## Work instruction
Return the entries below in full. Keep every word as it is.

Saved entries:
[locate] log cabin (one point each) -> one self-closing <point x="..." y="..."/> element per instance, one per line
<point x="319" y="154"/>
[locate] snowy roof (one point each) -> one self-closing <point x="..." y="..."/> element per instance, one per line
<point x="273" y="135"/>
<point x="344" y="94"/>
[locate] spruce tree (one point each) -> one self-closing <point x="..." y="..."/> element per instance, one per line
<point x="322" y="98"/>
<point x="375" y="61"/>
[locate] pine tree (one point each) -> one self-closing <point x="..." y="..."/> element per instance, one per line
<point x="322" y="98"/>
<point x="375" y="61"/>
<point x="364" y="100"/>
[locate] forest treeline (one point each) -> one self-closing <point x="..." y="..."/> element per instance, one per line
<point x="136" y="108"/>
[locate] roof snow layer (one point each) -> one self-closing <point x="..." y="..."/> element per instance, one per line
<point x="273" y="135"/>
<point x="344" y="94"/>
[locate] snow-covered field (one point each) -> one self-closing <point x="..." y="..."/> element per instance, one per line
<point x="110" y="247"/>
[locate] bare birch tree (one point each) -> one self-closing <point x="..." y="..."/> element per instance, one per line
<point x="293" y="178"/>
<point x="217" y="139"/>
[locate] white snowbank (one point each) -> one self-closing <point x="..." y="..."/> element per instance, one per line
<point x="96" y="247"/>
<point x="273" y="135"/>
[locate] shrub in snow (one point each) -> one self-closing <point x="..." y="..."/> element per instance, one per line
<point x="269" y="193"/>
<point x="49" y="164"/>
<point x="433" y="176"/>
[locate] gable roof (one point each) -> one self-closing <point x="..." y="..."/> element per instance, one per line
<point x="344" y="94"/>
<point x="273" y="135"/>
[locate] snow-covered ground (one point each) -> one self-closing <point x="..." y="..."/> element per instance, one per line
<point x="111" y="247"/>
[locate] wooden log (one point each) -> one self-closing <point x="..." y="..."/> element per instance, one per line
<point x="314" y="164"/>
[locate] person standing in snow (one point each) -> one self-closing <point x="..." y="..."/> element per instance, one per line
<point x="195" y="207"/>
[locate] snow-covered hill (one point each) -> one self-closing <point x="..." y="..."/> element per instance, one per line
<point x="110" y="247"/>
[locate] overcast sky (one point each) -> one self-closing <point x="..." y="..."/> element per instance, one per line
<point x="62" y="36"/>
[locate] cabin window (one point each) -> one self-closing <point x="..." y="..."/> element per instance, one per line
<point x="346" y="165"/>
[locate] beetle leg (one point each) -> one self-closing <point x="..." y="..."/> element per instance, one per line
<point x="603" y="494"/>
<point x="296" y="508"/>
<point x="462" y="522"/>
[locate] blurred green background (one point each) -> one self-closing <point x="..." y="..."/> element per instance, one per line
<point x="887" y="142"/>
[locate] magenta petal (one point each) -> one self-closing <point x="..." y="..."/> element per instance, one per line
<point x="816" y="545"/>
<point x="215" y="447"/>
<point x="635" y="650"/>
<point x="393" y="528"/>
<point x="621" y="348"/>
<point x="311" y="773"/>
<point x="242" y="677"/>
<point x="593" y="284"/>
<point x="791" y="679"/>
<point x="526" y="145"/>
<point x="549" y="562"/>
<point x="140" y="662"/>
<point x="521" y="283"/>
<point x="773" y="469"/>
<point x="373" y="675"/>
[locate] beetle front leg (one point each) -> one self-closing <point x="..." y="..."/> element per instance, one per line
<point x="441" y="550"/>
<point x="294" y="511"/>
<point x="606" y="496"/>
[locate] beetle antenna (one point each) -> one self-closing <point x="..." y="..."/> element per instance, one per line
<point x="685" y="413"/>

## Solved exercise
[locate] log cabin (one point each) -> one self-closing <point x="..." y="..."/> element per instance, one per line
<point x="319" y="154"/>
[locate] snowy roof (one point each) -> one self-closing <point x="..." y="..."/> element per instance, one per line
<point x="273" y="135"/>
<point x="344" y="94"/>
[locate] spruce tree (one point each) -> one self-closing <point x="..." y="..."/> element per instance, one per line
<point x="322" y="98"/>
<point x="375" y="61"/>
[locate] pine tree (one point each) -> one self-closing <point x="..." y="..."/> element per instance, one per line
<point x="322" y="98"/>
<point x="375" y="61"/>
<point x="364" y="100"/>
[locate] forest treeline (one point each) -> one self-closing <point x="..." y="..."/> element per instance, one per line
<point x="136" y="108"/>
[locate] roof snow layer (one point each) -> one self-closing <point x="..." y="..."/> element per instance, one per line
<point x="273" y="135"/>
<point x="344" y="94"/>
[locate] snow-covered field (one point each) -> one self-closing <point x="..." y="..."/> element per instance, one per line
<point x="110" y="247"/>
[locate] bare birch tree (one point each) -> one self-closing <point x="..." y="..."/> element per instance, one per line
<point x="293" y="178"/>
<point x="217" y="139"/>
[locate] white snowbank (one point each) -> one self-closing <point x="..." y="..."/> element per instance, one per line
<point x="96" y="247"/>
<point x="273" y="135"/>
[locate] shrub in snow (one point each) -> one self-closing <point x="..." y="..."/> element per instance, one per line
<point x="269" y="193"/>
<point x="49" y="164"/>
<point x="433" y="176"/>
[locate] gable roof (one point each) -> one self-closing <point x="..." y="..."/> element per instance, one per line
<point x="344" y="94"/>
<point x="273" y="135"/>
[locate] snow-covered ground (one point each) -> one self-closing <point x="..." y="..."/> element per instance, one per line
<point x="111" y="247"/>
[locate] wooden log (one point each) -> one self-closing <point x="..." y="..."/> element per instance, one per line
<point x="314" y="164"/>
[locate] person standing in snow (one point each) -> one self-closing <point x="..." y="..."/> element per instance, one per line
<point x="195" y="207"/>
[locate] snow-covered hill (one point each) -> one self-closing <point x="..." y="..."/> element per instance, one per line
<point x="110" y="247"/>
[locate] overcast sky (one point each) -> one self-closing <point x="..." y="..."/> element per instance, one per line
<point x="62" y="36"/>
[locate] cabin window (one point each) -> one self-closing <point x="..." y="..."/> element per instance, one per line
<point x="346" y="165"/>
[locate] beetle leg (one point each) -> one self-closing <point x="..." y="..."/> element per instance, one per line
<point x="603" y="494"/>
<point x="296" y="508"/>
<point x="462" y="522"/>
[locate] blurred green background (one point each) -> one self-closing <point x="..." y="..."/> element per instance, one per line
<point x="887" y="142"/>
[locate] magenta petal (one point each) -> one self-closing <point x="..." y="..."/> element per instance, one per line
<point x="816" y="545"/>
<point x="215" y="447"/>
<point x="635" y="650"/>
<point x="393" y="528"/>
<point x="621" y="348"/>
<point x="311" y="773"/>
<point x="242" y="677"/>
<point x="593" y="284"/>
<point x="791" y="679"/>
<point x="526" y="145"/>
<point x="549" y="562"/>
<point x="140" y="662"/>
<point x="521" y="283"/>
<point x="773" y="469"/>
<point x="373" y="675"/>
[locate] beetle front leg (one point each) -> one self-closing <point x="..." y="..."/> element per instance, one per line
<point x="441" y="550"/>
<point x="294" y="511"/>
<point x="606" y="496"/>
[locate] beetle antenna (one point each) -> one self-closing <point x="..." y="..."/> element per instance, one per line
<point x="685" y="413"/>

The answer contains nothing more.